- Text excerpt -
=== Section Start ===

MF: No, because we are the people in it. It’s not, “Hey, look at these guys,” because if you disconnect it from yourself and make it somebody else’s problem, you will never be able to do an honest portrayal. But if you think it is our problem, you don’t demonize it.
Steve McQueen: You cannot demonize him because he is one of us. Therefore, you see through his actions that he is trying to be a decent human being, but sometimes it is bloody hard. We are not computers; we are actually human beings. If we were computers we would not be interesting to make films about. The fact that we are humans and not particularly perfect makes it interesting. We don’t really communicate with each other. We just make noise. The truth is barely spoken about. We just get through the day. It’s difficult to be a human being. We know these characters. We all know a Sissy; a person who wants your love. And of course we all know the kind of character like Brandon. We might actually all be him. It’s not a million miles away. So there is a familiarity. You don’t have to be a sex addict to understand Brandon. I think you sympathize with him. Being a sex addict now is like having HIV in the early 80s; people go underground and do not talk about it. I think that’s outrageous. It is a situation where people should be able to keep their heads above water and have a conversation about it without being shamed. That was one of the reasons I made the movie.

=== Section End ===

- Input data -
=== Section Start ===

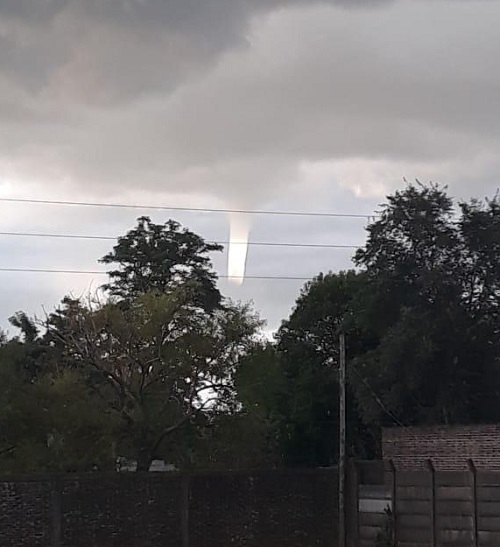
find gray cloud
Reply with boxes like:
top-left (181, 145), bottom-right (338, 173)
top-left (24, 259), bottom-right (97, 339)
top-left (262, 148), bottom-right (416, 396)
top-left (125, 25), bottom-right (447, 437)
top-left (0, 0), bottom-right (500, 326)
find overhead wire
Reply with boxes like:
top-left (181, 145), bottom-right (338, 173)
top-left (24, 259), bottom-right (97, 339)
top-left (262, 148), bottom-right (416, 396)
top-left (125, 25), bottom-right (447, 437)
top-left (0, 197), bottom-right (373, 220)
top-left (0, 232), bottom-right (360, 249)
top-left (0, 267), bottom-right (314, 281)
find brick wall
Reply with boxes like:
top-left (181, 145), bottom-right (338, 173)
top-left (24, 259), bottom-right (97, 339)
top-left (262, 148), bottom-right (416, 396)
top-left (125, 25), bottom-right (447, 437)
top-left (382, 424), bottom-right (500, 471)
top-left (0, 469), bottom-right (337, 547)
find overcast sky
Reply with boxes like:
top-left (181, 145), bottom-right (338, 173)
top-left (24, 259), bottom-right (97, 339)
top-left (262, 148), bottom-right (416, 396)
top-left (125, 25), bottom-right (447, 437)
top-left (0, 0), bottom-right (500, 329)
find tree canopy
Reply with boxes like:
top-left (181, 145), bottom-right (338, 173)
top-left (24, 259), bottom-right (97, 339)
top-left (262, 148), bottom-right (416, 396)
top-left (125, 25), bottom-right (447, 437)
top-left (0, 183), bottom-right (500, 472)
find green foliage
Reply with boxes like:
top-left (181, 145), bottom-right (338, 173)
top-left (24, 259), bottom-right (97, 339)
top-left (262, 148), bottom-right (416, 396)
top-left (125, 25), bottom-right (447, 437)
top-left (277, 271), bottom-right (373, 466)
top-left (48, 288), bottom-right (259, 469)
top-left (101, 217), bottom-right (222, 311)
top-left (353, 185), bottom-right (500, 424)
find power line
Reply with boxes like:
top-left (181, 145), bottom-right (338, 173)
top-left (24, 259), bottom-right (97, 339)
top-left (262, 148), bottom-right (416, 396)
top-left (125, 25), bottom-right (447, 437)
top-left (0, 267), bottom-right (314, 281)
top-left (0, 232), bottom-right (360, 249)
top-left (0, 198), bottom-right (374, 219)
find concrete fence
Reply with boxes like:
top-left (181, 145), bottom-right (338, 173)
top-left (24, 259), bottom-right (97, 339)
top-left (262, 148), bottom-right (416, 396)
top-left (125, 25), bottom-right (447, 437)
top-left (0, 469), bottom-right (338, 547)
top-left (357, 462), bottom-right (500, 547)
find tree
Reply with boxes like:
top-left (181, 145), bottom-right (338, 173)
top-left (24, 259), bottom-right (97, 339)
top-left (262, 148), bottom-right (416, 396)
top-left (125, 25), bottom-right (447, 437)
top-left (0, 339), bottom-right (115, 473)
top-left (277, 271), bottom-right (373, 466)
top-left (354, 184), bottom-right (500, 425)
top-left (101, 216), bottom-right (222, 311)
top-left (47, 286), bottom-right (260, 470)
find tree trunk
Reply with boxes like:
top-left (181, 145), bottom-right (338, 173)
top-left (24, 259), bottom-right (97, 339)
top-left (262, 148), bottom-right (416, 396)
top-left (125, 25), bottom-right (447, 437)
top-left (137, 450), bottom-right (153, 473)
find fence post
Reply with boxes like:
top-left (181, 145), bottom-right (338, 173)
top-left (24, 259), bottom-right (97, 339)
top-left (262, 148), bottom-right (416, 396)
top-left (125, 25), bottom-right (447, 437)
top-left (467, 460), bottom-right (478, 547)
top-left (347, 460), bottom-right (359, 547)
top-left (179, 475), bottom-right (191, 547)
top-left (389, 459), bottom-right (399, 545)
top-left (427, 460), bottom-right (436, 547)
top-left (50, 478), bottom-right (62, 547)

=== Section End ===

- Exercise details -
Please say what Steve McQueen, in the interview excerpt, compares being a sex addict now to.

- Written reply -
Having HIV in the early 80s.